• Given problem: Using the blog post about "The German Girl" below, explain why the writer first thought the novel was especially topical.

• Extract provided:
-.-.-
Tuesday, January 31, 2017

"The German Girl" and Today's Headlines

When I first read "The German Girl" I thought it was a beautiful debut novel and especially topical as Cuba was appearing in the headlines upon the death of Fidel Castro and as our country began to rethink our relations with our island neighbor to the south. By telling this story from the viewpoint of two young people spanning a 70 year period of history, the author poignantly demonstrates that racial hatred, or the persecution of those not "like us" is not limited to a single time or place but, unfortunately seems to be a part of human nature.

I thought I knew the story of the St. Louis and the 937 passengers, most of whom were Jews, who seeking sanctuary from the Third Reich and the horror of the Holocaust, were turned away from our shores.

What I didn't know, and what, today, made me again think about Correa's moving novel, is that many of those who boarded the now infamous transatlantic liner, in 1939, had been promised safe passage from Hamburg to Cuba. They had saved, borrowed, and made tremendous sacrifices to obtain the necessary visas as well as incurring the not insubstantial cost of a transatlantic voyage. They had been granted refuge in Cuba and possessed legal documents assuring them of their admission. However, tragically, upon their arrival  the President of Cuba, Federico Laredo Bru, issued Decree 937 which rendered the refugees permits null and void forcing the St. Louis to drop anchor in the bay. After four days of negotiations 28 passengers were allowed to disembark and the rest were ordered to remain on board and seek other protection.

Captain Gustav Schroder did his best to find a non-German port but was turned away by the United States (even though many passengers held visas approving them for eventual entry to the US) before Great Britain, France, Belgium, and Holland agreed to grant some of the passengers political asylum. As the German army swept through Europe many of the refugees from the St. Louis were eventually exterminated in the Nazi concentration camps.  Only the 287 souls who were accepted by Great Britain were spared. In 2009, the United States government acknowledged their mistake and expressed deep regret for not aiding the St. Louis refugees.

The story told in "The German Girl" is of a voyage that began with a feeling of celebration and confidence that salvation was near at hand. Like refugees everywhere these innocent people, including many women, children and elderly individuals were looking forward to beginning a new life while nostalgic about leaving all they had ever known behind.
-.-.-
• Dataset rows:

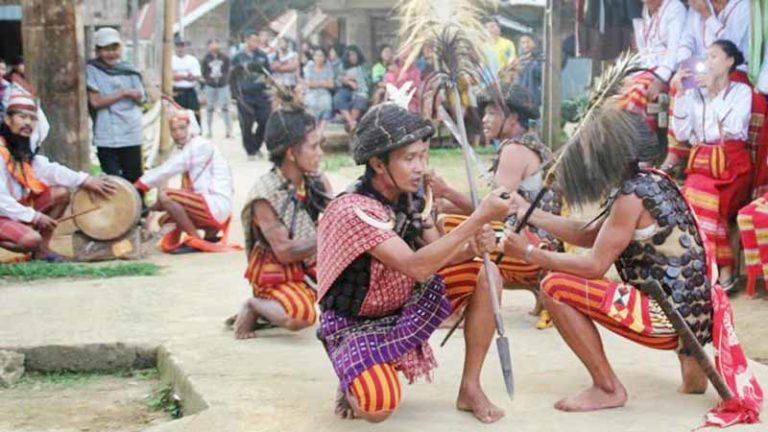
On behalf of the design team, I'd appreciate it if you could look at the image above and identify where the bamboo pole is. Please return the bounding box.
[158,0,176,163]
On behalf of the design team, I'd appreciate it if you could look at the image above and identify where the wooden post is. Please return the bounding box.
[21,0,90,170]
[542,0,563,150]
[158,0,176,163]
[131,0,140,67]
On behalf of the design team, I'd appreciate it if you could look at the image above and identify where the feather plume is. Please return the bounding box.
[396,0,495,83]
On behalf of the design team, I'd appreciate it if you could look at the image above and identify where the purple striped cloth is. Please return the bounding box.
[318,276,451,392]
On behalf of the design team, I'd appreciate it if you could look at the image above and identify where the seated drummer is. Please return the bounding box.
[228,107,331,339]
[135,105,234,253]
[0,93,115,261]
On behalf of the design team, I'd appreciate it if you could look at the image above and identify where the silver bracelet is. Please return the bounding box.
[523,243,535,262]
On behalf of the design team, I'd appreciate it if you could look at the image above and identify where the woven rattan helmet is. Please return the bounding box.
[352,102,435,165]
[478,84,539,120]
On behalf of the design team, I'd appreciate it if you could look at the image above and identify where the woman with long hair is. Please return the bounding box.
[662,39,752,290]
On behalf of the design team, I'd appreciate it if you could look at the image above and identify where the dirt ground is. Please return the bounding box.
[0,375,170,432]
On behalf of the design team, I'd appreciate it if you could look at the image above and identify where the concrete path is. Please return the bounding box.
[0,127,768,432]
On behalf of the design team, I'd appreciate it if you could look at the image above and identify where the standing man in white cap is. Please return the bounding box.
[0,91,115,261]
[85,27,146,183]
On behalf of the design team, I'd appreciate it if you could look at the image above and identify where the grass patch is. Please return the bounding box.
[0,261,160,281]
[11,369,160,388]
[146,385,184,419]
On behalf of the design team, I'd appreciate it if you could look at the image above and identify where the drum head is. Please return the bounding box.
[71,176,141,241]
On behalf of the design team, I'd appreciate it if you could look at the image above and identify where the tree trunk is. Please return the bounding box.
[22,0,90,170]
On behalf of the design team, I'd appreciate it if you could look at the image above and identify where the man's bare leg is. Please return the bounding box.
[677,354,709,394]
[456,266,504,423]
[153,191,200,239]
[235,297,312,339]
[541,292,627,411]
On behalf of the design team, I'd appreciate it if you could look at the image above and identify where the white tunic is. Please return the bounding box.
[0,155,88,223]
[677,0,750,70]
[139,136,234,222]
[634,0,688,81]
[672,82,752,145]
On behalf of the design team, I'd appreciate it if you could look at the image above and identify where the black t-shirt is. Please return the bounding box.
[202,53,229,87]
[232,49,272,103]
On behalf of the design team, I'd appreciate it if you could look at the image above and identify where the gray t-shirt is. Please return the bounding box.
[85,64,146,148]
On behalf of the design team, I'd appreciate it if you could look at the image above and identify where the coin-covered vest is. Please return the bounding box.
[319,178,434,318]
[614,172,712,353]
[491,131,564,251]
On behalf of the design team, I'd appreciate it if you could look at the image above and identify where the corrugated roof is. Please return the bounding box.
[139,0,227,40]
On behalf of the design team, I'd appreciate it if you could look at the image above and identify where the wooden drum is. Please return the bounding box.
[70,176,141,241]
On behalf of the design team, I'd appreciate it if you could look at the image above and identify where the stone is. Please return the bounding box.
[0,350,24,387]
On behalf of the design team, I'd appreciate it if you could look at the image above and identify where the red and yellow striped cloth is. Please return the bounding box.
[683,140,752,266]
[541,273,678,350]
[736,194,768,280]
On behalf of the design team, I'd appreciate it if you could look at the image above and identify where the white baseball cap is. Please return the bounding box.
[93,27,122,48]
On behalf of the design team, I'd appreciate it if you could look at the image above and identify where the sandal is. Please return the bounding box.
[168,245,202,255]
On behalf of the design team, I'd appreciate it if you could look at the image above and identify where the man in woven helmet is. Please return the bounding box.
[230,108,331,339]
[429,84,562,329]
[318,103,510,423]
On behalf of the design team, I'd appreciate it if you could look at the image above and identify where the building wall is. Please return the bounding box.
[184,1,229,58]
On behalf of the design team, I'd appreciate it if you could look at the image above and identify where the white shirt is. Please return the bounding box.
[139,136,234,222]
[677,0,750,70]
[272,51,299,87]
[672,82,752,144]
[0,155,88,223]
[171,54,203,88]
[633,0,688,81]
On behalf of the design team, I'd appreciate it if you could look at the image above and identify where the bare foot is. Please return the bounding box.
[677,355,709,394]
[536,309,553,330]
[555,384,627,412]
[456,387,504,423]
[335,389,357,420]
[235,303,258,339]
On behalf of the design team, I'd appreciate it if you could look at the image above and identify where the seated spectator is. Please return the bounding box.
[304,48,335,120]
[333,45,369,131]
[513,35,544,108]
[371,44,395,85]
[328,45,344,79]
[379,55,421,113]
[662,39,752,291]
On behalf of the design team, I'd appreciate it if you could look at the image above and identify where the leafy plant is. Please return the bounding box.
[146,385,184,419]
[0,261,160,281]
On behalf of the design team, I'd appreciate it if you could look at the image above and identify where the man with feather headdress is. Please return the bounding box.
[317,102,510,423]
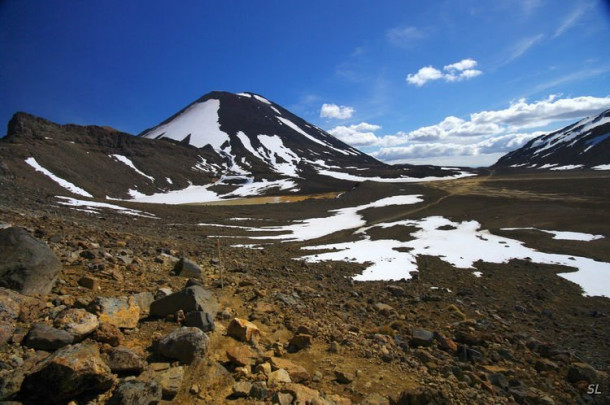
-.-.-
• Task answer: Cuba was in the headlines after Fidel Castro's death. The country was also beginning to rethink its relations with its island neighbor to the south.